Working data: Begin

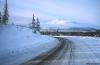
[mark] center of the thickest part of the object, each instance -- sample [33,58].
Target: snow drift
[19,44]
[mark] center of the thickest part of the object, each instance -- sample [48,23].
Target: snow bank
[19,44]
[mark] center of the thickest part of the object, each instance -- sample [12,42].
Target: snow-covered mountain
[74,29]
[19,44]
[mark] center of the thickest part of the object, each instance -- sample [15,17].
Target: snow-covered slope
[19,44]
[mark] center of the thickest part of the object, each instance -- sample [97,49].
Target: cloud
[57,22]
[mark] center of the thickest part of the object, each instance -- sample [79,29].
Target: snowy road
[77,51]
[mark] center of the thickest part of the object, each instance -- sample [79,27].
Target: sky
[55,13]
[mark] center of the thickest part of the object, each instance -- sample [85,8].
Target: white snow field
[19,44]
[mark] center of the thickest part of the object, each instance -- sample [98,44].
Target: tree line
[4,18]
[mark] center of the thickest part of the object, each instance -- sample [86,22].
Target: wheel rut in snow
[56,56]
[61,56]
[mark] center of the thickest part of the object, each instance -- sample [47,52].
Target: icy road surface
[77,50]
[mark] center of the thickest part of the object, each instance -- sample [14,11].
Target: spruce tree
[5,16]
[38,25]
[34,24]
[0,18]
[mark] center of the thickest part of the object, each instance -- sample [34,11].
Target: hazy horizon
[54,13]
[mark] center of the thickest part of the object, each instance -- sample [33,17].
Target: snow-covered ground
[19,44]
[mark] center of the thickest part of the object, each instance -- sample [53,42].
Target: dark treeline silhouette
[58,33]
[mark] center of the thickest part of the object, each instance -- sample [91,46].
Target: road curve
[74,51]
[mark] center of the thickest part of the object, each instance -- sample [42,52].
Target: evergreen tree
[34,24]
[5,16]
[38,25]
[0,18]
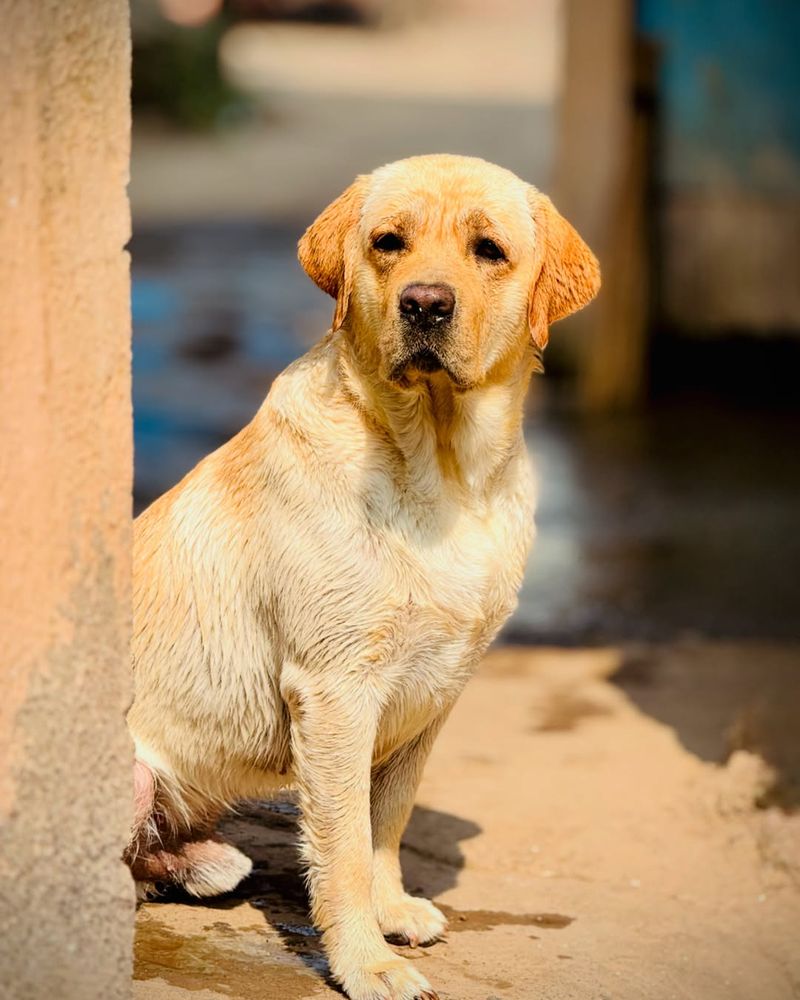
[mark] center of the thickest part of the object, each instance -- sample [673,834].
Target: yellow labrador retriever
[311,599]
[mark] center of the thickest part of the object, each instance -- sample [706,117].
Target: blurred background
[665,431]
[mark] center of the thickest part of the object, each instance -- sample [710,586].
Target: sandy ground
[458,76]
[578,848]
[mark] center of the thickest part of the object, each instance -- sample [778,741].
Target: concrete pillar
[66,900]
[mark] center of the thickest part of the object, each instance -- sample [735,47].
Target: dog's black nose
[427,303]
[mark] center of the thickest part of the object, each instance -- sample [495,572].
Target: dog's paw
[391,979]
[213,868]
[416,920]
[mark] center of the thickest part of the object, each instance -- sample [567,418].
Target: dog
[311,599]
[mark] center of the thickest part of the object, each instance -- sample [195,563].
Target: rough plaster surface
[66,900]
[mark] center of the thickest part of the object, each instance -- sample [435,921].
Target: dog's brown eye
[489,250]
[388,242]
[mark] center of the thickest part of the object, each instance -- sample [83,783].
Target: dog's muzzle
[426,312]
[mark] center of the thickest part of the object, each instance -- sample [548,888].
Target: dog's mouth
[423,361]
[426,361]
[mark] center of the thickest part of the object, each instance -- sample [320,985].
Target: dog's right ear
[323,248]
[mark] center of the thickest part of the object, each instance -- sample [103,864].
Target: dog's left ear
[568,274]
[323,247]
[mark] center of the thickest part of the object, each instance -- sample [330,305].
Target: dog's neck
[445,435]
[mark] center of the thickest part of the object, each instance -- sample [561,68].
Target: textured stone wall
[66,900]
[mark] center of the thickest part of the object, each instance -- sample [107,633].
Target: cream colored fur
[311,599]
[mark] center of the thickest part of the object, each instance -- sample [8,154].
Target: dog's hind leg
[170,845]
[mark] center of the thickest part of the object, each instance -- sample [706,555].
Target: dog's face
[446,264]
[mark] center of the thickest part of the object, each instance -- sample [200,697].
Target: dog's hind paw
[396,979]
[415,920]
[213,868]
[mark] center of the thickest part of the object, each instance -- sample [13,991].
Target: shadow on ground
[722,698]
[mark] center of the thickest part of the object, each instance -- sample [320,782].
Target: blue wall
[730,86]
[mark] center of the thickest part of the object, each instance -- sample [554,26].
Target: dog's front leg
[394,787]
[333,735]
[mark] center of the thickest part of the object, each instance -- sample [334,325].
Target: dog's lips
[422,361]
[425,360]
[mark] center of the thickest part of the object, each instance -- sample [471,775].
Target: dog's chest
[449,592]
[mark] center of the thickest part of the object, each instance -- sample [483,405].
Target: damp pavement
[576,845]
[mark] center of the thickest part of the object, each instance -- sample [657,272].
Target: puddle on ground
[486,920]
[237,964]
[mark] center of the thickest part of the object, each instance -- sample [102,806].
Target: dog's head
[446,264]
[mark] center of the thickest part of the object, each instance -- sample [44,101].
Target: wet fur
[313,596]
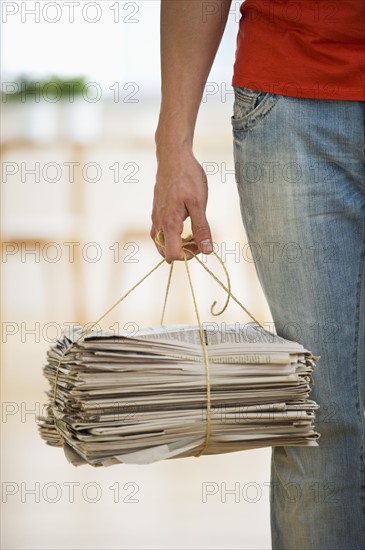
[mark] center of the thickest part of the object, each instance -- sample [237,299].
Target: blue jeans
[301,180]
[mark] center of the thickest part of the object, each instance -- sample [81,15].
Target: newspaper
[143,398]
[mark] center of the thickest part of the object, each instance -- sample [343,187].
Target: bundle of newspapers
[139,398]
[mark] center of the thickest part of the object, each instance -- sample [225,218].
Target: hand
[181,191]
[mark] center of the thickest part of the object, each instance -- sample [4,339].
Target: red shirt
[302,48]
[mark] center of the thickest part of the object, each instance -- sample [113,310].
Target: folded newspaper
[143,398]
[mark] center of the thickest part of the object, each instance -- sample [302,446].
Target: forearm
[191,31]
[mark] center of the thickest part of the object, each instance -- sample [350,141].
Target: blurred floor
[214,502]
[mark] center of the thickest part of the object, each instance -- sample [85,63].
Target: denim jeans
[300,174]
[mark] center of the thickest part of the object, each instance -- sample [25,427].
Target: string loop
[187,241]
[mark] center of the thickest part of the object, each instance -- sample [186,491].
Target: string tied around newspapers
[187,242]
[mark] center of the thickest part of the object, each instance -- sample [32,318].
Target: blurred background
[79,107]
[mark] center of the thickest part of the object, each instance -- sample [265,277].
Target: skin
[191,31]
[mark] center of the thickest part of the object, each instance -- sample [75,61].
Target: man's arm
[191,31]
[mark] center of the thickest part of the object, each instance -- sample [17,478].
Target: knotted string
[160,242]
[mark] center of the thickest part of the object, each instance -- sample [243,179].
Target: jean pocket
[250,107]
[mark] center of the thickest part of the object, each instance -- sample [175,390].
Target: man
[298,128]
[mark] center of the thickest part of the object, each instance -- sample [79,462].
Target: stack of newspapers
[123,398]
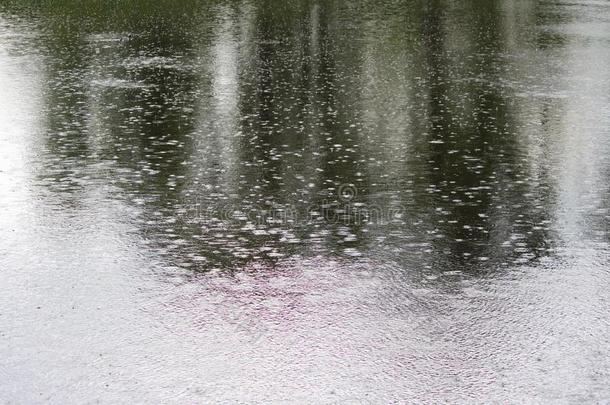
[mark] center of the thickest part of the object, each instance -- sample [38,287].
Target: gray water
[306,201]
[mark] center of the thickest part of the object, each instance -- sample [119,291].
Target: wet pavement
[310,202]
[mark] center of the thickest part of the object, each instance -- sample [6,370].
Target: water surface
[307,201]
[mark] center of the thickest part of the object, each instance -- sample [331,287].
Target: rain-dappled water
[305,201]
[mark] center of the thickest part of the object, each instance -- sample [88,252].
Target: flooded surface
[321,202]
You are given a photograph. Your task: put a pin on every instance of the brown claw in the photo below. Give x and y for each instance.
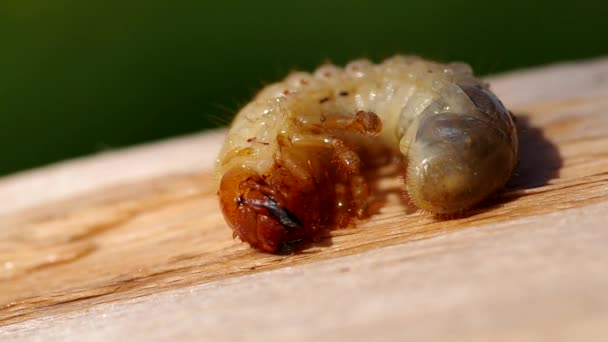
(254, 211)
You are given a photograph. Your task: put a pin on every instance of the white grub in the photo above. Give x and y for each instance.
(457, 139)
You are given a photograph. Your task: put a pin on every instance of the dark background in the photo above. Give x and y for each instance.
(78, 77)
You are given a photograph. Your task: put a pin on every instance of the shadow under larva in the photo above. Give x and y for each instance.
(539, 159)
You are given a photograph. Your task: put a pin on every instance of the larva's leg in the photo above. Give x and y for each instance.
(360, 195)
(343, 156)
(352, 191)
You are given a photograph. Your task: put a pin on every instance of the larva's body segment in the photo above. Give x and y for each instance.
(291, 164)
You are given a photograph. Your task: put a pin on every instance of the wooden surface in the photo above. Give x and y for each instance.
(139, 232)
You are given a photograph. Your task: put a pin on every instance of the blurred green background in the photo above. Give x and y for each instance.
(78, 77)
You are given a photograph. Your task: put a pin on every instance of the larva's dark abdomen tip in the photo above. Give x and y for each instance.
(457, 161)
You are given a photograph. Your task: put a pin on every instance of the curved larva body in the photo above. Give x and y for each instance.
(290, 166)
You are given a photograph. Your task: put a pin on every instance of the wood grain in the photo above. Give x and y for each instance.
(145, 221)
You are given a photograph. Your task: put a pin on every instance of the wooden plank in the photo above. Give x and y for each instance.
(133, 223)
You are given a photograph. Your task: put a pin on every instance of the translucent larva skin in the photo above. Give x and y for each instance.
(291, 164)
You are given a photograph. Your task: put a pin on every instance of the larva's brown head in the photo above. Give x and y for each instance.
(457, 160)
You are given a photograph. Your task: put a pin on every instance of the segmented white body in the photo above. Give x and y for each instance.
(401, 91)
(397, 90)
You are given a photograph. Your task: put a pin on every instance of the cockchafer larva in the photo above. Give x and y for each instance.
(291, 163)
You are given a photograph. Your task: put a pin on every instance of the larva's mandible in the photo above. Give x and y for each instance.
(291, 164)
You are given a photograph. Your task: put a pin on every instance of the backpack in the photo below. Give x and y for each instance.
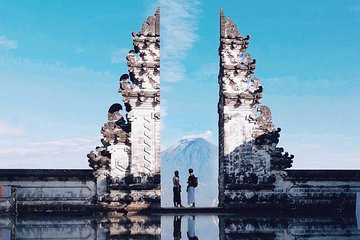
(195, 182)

Working data: End
Working data: Begin

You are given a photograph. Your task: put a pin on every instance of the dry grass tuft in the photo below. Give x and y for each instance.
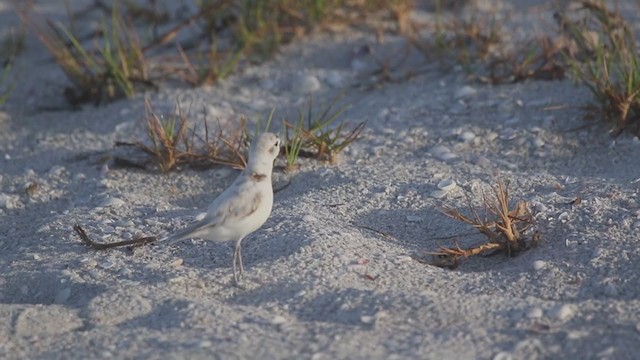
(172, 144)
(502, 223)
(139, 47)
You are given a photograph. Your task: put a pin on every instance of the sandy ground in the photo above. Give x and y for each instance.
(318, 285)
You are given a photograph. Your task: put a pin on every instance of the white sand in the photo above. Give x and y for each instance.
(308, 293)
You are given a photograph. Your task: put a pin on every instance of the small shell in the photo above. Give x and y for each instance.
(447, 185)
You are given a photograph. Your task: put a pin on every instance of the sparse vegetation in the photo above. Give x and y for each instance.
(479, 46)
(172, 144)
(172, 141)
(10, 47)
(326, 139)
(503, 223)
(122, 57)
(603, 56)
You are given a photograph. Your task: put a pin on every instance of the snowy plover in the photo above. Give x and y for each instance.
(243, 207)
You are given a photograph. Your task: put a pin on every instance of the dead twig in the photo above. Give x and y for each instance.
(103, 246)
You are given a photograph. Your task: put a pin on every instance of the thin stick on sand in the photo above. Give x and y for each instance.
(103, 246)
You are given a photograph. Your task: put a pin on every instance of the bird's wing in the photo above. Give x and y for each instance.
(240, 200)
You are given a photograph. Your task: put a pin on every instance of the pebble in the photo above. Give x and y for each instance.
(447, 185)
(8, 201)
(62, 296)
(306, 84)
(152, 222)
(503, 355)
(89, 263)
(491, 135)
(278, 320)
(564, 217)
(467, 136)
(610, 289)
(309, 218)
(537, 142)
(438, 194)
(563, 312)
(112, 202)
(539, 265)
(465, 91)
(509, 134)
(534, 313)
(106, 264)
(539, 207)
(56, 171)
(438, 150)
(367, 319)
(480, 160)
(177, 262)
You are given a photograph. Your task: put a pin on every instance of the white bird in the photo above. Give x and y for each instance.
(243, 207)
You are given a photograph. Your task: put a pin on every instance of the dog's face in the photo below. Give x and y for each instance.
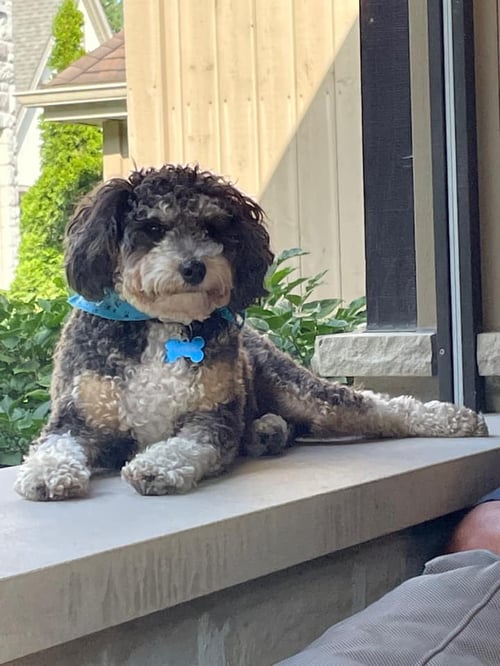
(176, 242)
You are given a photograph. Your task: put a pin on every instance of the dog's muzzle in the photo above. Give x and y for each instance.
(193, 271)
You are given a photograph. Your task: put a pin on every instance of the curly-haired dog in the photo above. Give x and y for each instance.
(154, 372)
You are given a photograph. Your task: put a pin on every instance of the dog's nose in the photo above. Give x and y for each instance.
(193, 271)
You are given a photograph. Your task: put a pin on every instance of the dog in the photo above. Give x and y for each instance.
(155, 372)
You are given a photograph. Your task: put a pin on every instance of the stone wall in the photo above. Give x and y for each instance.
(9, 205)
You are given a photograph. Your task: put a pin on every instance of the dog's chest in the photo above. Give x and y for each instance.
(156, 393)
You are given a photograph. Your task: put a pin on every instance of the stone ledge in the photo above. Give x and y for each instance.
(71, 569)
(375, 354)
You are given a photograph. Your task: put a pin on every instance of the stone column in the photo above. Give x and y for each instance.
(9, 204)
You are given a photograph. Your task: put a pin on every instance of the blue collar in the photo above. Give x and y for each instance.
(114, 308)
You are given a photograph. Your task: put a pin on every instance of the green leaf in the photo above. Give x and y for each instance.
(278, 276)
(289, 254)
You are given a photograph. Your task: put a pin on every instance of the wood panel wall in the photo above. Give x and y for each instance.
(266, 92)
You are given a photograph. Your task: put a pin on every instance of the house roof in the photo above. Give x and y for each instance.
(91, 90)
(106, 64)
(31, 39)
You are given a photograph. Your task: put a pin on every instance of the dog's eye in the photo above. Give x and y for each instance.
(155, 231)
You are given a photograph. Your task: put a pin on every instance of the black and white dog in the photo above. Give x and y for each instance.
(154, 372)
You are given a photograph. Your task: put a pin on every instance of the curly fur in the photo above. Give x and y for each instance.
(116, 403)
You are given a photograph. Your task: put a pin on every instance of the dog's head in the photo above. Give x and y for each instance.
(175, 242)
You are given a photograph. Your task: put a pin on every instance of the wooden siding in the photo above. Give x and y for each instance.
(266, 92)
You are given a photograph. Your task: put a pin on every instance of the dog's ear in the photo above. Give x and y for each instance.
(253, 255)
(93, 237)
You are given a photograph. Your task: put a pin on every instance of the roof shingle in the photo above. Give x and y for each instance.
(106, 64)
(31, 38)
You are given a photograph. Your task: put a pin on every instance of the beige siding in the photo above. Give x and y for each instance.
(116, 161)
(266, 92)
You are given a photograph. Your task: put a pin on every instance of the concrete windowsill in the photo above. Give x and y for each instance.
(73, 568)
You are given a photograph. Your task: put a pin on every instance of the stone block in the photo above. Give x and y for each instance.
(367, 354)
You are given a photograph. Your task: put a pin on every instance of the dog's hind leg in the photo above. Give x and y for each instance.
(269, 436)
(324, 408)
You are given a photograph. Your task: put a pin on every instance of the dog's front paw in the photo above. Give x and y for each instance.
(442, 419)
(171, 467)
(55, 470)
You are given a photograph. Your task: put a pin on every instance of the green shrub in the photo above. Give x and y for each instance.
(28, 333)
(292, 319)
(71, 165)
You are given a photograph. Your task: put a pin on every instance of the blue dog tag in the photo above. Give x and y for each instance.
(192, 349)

Working data: End

▸ **What you need to do**
In the listing above, locate the line containing "-- sample [495,572]." and the line containing "-- sample [320,782].". Extract those two lines and every line between them, exactly as written, and only those.

▸ **Result for this task**
[mark] center of the thickest part of the object, each instance -- sample [495,572].
Target: dog's paw
[391,979]
[213,868]
[416,920]
[mark] center of the thickest part of the object, each instance -- sample [567,418].
Target: dog
[311,599]
[mark] center of the thickest part of the object, each instance -- sample [195,563].
Target: rough plaster surface
[66,900]
[mark] center of the thickest part of the object, each instance -- sample [435,921].
Target: dog's brown eye
[489,250]
[388,242]
[mark] center of the thickest part of the object, each instance -- sample [83,783].
Target: dog's muzzle
[426,312]
[mark] center of the thickest part of the object, each instance -- sample [548,888].
Target: dog's mouth
[423,361]
[426,361]
[mark] center of the thickest part of the object, each instance -- sample [320,985].
Target: dog's right ear
[323,248]
[mark] center of the thickest part of the object, each instance -- sample [103,864].
Target: dog's left ear
[568,274]
[323,247]
[mark] center of the thickest part of the object, each instance -- sample [330,305].
Target: dog's neck
[445,435]
[mark] center of the thickest part of the object, each instance -- sample [561,68].
Target: textured stone wall
[66,900]
[mark] center of the thickest part of the object, each instance -- sample [107,633].
Target: cream colored fur
[311,599]
[mark] center of the thickest part of the object, each instance -- sample [8,154].
Target: dog's hind leg
[170,845]
[mark] center of the thickest part of the object, each instance -- sample [706,555].
Target: dog's face
[446,264]
[mark] center of the thickest part of the object, each instance -- sample [200,697].
Target: dog's hind paw
[396,979]
[415,920]
[213,868]
[mark] center of the thickest part of the object, each instance -- sample [13,991].
Target: shadow on ground
[722,698]
[mark] center of the thickest part of the object, each instance -- sample [320,782].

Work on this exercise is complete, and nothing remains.